(Records from a collection)
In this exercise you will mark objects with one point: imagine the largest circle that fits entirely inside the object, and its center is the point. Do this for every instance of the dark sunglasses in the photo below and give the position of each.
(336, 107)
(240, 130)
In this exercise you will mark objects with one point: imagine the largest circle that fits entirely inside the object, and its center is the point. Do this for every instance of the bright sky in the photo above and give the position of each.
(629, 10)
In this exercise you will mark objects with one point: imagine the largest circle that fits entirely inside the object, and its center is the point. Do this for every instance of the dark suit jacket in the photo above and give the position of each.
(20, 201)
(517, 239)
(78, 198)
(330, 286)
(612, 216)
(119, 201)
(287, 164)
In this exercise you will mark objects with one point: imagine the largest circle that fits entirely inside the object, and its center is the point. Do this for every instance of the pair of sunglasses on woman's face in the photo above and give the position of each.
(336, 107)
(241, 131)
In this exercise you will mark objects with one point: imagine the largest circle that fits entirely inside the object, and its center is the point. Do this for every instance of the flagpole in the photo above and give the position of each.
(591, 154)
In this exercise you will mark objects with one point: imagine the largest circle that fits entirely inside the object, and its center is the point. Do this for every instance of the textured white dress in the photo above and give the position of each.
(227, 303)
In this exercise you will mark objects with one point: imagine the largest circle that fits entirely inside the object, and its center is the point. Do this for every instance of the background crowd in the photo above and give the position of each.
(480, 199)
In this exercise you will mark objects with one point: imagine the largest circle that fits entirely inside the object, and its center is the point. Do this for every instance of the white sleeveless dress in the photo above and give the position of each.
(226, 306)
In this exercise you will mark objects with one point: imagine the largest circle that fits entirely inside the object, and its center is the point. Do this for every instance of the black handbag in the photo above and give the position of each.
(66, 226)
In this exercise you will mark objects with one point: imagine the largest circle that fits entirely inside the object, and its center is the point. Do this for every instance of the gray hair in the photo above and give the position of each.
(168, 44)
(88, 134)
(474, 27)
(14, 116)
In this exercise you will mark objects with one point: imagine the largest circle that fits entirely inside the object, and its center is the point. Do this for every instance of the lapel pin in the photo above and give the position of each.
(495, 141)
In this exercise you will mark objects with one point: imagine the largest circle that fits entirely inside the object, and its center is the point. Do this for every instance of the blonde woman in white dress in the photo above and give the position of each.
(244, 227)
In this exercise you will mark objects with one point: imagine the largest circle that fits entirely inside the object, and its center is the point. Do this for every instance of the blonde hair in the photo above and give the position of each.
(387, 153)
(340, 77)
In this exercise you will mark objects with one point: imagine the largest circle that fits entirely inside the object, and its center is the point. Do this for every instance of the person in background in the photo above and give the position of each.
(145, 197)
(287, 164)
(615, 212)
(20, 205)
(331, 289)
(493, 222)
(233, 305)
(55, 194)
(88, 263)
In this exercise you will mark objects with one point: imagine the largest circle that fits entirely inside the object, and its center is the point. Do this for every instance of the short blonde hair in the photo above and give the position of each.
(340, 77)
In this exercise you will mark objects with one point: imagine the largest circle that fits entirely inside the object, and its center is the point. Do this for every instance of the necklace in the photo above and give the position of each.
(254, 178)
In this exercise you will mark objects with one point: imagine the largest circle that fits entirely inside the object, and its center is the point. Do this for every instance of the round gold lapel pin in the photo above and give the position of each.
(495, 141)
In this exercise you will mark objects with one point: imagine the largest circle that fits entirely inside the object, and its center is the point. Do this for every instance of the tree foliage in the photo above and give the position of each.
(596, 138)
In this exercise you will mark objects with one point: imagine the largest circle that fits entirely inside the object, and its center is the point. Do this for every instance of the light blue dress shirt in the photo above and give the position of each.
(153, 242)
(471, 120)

# [WHAT TO PRODUCE]
Please render every line of the entries above as a JSON list of strings, one string per line, leaving out blank lines.

# [SOLUTION TO THIS EXERCISE]
[
  "In this exercise you will mark objects with one point: imagine the largest circle that fits entirely inside the object, and its center is the point. Do this for every instance of the dark sunglasses in the photo below and give the position of each.",
  "(336, 107)",
  "(240, 130)",
  "In this exercise you will mark objects with one point: imagine the largest circle that fits entirely inside the object, and its center is the point. Do this for every instance of the bright sky in the photo above and give the position of each.",
  "(629, 10)",
  "In this exercise you will mark objects with one point: imagine the largest circle that fits entirely inside the object, and its center is the point. Do this for every instance of the dark suit jacket in the photo above and give the position of each.",
  "(20, 201)",
  "(517, 239)",
  "(78, 198)",
  "(330, 286)",
  "(612, 216)",
  "(119, 201)",
  "(287, 164)",
  "In this exercise you will mark objects with one point: imagine the largest circle that fits entirely inside the object, and its center is the point. Do this for every instance of the pair of sunglasses on woman's face in the photo above and give the position of each.",
  "(336, 107)",
  "(241, 131)",
  "In this exercise you will mark objects with one point: imagine the largest circle that fits entirely inside the object, and its center is the point. Do this for every instance of the flagpole in the photo above and give the position of each.",
  "(591, 154)",
  "In this exercise you will mark objects with one point: imagine the largest circle that fits entirely inside the object, and its center is the point. Do this for every instance of the textured white dress in the photo above and give the position of each.",
  "(227, 303)",
  "In this exercise you will mark objects with one point: imagine the largest circle that fits entirely inside the object, and its center is the point. Do this for every instance of the background crowd in the photo above and give the position of each.",
  "(480, 199)",
  "In this exercise you will mark objects with one point: imagine the largest circle that fits entirely inside the object, and its center is the point. Do this for every instance of the white sleeveless dress in the photo above and give the position of each.",
  "(226, 306)",
  "In this exercise you will mark objects with one point: imagine the largest circle that fits entirely inside the object, and its center is the point. Do this for every instance of the black handbag in the photo above and give the position of each.",
  "(66, 226)",
  "In this exercise you will mark objects with one point: imagine the largest circle that fits entirely inside the object, and its center is the point. Do this for every instance of the gray hair in the photo above and give the position of each.",
  "(168, 44)",
  "(88, 134)",
  "(474, 27)",
  "(14, 116)",
  "In this exercise you will mark objects with one point: imagine the largest circle that fits entirely inside the object, and its center is the point. Do this for every instance of the lapel pin in the photo above and give the position of each.",
  "(495, 141)",
  "In this exercise you will mark objects with one point: imagine the largest circle that fits entirely inside the object, and its center is the point. Do this for every instance of the blonde woman in white dress in the photo above and give the position of each.",
  "(244, 227)",
  "In this exercise you will mark objects with one point: imagine the largest circle that fits entirely inside the object, and its center is the point. Do this for every instance of the blonde hair in the photo above and give the position of each.",
  "(387, 153)",
  "(340, 77)",
  "In this exercise you will mark objects with one point: imagine the largest circle that fits entirely inside the object, and its center is the point. Do this for every instance of the person in background in the photo above and give the position of each.",
  "(145, 197)",
  "(287, 164)",
  "(615, 212)",
  "(20, 205)",
  "(331, 289)",
  "(493, 222)",
  "(233, 305)",
  "(55, 194)",
  "(88, 263)",
  "In this exercise you will mark objects with one point: imagine the largest circle that fits entirely inside the object, and its center is the point. Do this for every instance of the short blonde hair in the photo above and give the position of each.",
  "(340, 77)",
  "In this exercise you will mark objects with one point: imagine the largest circle that fits entirely inside the object, and its center is the point. Do this for every instance of the necklace in the photo above and give the position of each.",
  "(254, 178)",
  "In this exercise you will mark objects with one point: imagine the largest circle that fits entirely inside the object, and its center is the point. Do this for every instance of the round gold lapel pin in the photo above and give the position of each.",
  "(495, 141)",
  "In this exercise you will mark objects with one point: imagine the largest circle that fits entirely inside the object, and its center is the point. Do this for every instance of the tree foliage in the photo above and give the position of each.",
  "(596, 138)",
  "In this exercise you will mark objects with one point: imagine the largest circle that fits entirely inside the object, and its center is the point. Do this for every instance of the light blue dress shirt in the photo above and give the position of each.",
  "(153, 242)",
  "(471, 120)"
]